_RECORD SET_
-----

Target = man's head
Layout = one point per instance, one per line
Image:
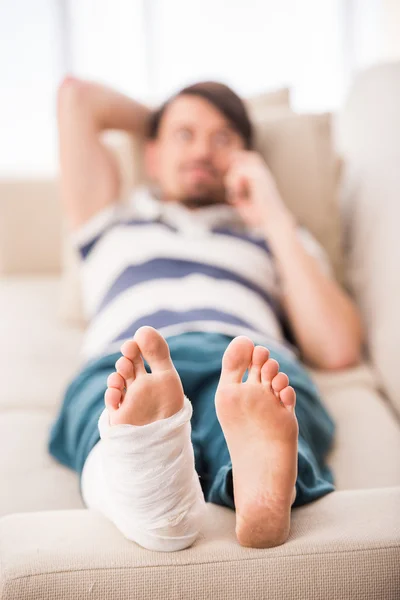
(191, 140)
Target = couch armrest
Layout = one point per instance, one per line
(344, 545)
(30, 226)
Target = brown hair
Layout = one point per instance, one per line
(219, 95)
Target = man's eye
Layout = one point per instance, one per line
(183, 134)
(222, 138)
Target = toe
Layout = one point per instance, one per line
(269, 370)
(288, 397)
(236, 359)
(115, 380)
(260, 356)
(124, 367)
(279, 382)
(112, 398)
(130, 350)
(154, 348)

-----

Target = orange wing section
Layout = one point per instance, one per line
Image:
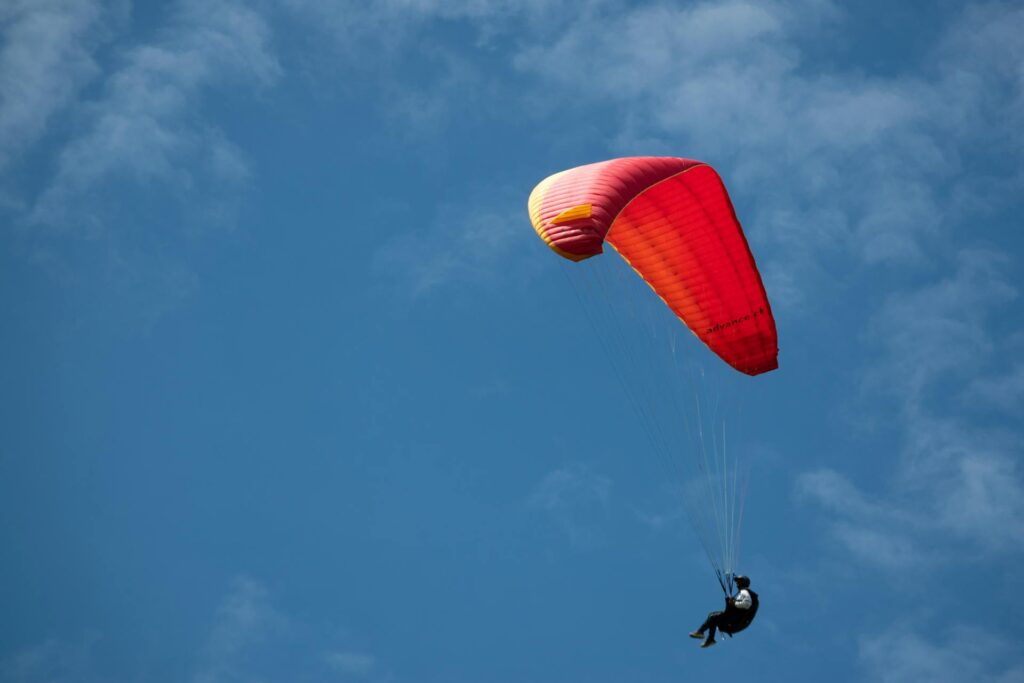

-----

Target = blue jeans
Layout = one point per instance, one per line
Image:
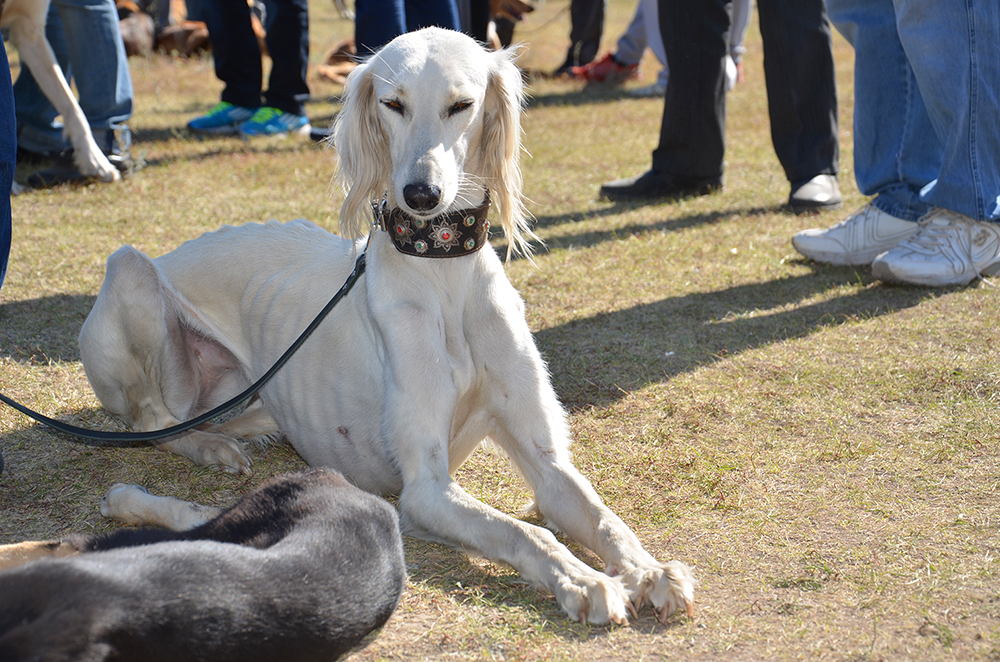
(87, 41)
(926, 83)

-----

_GOAL OF THE EXERCISE_
Report every line in the data above that contains the word "Target". Case counts.

_SOLUTION TO THE PROBLEM_
Target = man's head
Target = couch armrest
Target = brown hair
Target = man's eye
Target = toe
Target = orange wing section
Target = blue jeans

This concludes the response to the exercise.